| What you have to do |
Answer these from the text about Elizabeth Nyamayaro:
(a) What is the title of her memoir?
(b) At what event did she say that men "have to be part of the solution"?
(c) How old was she when a drought left her village without food or water?

| Text |
KNOXVILLE, Tennessee — Elizabeth Nyamayaro, “the mastermind behind [the]HeForShe [movement],” shares her inspiring story in her memoir “I Am a Girl from Africa”.
She describes how she rose out of poverty, then uplifted others to create a more equitable world. She is known as the brains behind this “United Nations global solidarity movement for gender equality” because of her vision to involve men in the conversation on gender equality.
At a Harper’s Bazaar event celebrating International Women’s Day, she expresses her belief that “if men are the problem, they have to be part of the solution.”
The Early Beginnings of Elizabeth Nyamayaro
Nyamayaro grew up in the small Zimbabwean village of Goromonzi with her grandmother. She describes living off the land with copious amounts of food until a drought left the village with no food or water when she was 8 years old.

| Given information |
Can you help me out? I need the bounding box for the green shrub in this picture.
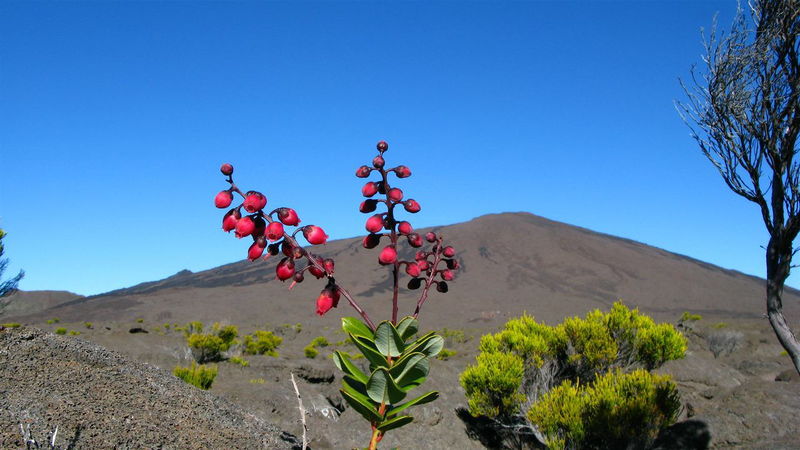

| Answer space |
(a) "I Am a Girl from Africa"
(b) A Harper's Bazaar event celebrating International Women's Day
(c) 8 years old